PROBLEM TO WORK ON:
In the entries that follow, say how many lines contain the string "Find". Give no other words.

THE DATA:
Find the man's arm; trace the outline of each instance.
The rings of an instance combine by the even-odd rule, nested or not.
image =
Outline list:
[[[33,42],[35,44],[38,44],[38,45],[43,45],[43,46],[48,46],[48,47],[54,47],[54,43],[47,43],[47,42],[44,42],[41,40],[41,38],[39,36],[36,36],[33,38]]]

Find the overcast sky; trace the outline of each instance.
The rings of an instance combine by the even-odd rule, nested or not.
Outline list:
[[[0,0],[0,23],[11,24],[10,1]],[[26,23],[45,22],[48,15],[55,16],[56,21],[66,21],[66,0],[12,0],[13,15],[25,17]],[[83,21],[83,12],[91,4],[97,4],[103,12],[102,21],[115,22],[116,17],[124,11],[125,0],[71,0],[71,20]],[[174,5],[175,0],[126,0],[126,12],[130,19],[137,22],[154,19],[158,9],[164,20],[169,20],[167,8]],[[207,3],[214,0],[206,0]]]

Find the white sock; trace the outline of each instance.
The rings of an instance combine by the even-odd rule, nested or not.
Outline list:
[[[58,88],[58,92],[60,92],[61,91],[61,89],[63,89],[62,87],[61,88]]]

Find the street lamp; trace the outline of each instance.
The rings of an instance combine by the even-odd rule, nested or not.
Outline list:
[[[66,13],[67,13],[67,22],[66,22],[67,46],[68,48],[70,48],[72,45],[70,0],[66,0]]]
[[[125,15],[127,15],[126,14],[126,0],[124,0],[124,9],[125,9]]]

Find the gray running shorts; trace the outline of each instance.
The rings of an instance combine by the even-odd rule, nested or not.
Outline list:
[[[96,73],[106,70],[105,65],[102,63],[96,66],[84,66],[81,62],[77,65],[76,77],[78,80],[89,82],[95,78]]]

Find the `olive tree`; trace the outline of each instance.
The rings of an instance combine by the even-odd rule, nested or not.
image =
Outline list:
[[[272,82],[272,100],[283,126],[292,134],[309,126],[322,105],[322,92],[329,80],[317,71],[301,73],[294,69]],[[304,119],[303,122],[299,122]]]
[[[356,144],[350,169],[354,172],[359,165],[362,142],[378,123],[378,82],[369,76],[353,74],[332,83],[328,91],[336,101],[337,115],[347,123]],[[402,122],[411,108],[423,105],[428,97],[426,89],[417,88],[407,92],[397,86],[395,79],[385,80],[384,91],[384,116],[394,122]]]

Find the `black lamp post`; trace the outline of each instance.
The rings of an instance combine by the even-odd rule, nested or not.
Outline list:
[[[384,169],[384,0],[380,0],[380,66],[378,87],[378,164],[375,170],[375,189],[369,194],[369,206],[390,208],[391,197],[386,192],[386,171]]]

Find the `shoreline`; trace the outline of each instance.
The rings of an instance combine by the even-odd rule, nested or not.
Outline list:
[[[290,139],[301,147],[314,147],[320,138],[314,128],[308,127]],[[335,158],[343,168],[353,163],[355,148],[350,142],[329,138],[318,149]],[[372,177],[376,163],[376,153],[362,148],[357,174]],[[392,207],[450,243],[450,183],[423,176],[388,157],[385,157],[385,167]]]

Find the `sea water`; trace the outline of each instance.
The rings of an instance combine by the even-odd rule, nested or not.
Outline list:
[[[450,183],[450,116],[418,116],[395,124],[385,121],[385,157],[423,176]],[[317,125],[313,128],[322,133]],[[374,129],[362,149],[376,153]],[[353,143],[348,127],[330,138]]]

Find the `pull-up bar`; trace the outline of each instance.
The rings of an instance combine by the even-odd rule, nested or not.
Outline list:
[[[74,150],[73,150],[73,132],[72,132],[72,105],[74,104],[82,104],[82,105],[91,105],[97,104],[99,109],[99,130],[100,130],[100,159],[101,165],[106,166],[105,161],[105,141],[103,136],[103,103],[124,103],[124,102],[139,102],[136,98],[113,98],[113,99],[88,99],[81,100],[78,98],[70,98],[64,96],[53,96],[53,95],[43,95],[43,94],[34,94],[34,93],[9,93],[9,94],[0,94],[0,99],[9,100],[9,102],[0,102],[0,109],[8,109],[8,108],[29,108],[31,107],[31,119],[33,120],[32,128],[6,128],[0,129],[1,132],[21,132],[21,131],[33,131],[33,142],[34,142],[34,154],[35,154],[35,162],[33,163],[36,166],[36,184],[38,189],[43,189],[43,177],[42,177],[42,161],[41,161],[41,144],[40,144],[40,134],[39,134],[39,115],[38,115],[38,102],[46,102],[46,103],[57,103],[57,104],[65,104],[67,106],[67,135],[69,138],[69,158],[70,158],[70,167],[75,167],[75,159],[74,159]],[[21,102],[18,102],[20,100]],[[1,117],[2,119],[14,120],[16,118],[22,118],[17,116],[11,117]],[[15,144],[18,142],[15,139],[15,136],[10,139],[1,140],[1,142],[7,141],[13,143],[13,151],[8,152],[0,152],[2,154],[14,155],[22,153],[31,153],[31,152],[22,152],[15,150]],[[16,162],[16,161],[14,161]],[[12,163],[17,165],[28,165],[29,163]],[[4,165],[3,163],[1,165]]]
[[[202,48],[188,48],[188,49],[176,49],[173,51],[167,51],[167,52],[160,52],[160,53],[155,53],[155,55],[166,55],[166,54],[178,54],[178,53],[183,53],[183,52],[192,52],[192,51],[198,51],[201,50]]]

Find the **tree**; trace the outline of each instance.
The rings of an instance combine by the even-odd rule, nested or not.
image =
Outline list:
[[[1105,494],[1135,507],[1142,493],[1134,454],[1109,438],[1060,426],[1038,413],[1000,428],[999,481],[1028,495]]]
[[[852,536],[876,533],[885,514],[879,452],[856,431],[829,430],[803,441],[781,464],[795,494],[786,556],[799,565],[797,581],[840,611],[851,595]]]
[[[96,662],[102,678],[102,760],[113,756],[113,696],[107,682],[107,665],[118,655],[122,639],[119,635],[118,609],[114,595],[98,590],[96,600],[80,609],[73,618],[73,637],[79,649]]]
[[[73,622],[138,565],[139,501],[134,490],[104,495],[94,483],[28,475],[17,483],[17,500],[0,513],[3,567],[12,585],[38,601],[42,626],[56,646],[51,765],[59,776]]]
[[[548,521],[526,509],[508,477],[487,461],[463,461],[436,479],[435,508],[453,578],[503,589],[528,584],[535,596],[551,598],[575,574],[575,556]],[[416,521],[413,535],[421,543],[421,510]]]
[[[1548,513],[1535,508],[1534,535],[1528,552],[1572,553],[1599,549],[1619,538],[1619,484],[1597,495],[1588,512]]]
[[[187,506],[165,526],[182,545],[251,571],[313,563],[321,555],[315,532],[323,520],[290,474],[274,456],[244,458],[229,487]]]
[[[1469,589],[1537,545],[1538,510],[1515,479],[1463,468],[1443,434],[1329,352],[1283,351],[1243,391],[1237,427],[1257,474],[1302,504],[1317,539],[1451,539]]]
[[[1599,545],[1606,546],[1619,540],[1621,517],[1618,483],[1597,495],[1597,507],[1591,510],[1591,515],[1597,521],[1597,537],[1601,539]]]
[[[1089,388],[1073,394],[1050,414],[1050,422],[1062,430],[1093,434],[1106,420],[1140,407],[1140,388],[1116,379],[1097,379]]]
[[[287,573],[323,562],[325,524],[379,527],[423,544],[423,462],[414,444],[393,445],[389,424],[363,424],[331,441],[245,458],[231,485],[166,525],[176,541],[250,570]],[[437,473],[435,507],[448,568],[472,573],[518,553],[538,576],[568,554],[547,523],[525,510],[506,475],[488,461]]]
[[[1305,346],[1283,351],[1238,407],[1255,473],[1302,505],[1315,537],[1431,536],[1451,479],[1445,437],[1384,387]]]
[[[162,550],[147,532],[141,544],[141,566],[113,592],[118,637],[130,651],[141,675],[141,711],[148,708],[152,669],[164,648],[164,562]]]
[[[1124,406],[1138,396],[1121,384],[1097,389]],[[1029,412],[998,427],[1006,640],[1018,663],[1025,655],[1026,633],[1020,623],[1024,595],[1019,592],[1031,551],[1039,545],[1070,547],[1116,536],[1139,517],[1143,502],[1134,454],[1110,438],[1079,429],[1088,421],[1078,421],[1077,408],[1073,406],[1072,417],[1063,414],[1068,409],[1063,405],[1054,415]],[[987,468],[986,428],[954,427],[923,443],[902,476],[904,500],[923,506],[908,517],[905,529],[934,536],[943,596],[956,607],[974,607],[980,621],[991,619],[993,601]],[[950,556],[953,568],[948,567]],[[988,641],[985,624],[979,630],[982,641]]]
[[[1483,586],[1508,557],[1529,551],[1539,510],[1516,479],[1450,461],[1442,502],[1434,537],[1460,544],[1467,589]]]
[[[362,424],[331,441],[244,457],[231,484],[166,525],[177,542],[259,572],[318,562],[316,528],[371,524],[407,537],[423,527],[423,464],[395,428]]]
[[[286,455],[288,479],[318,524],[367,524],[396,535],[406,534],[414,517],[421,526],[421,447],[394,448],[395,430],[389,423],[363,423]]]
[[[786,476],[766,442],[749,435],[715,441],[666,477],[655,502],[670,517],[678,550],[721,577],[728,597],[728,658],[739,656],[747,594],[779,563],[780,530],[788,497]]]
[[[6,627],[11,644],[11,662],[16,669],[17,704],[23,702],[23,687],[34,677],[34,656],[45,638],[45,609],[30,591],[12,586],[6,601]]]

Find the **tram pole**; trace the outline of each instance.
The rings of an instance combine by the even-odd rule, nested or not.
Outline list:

RESULT OF THE EXERCISE:
12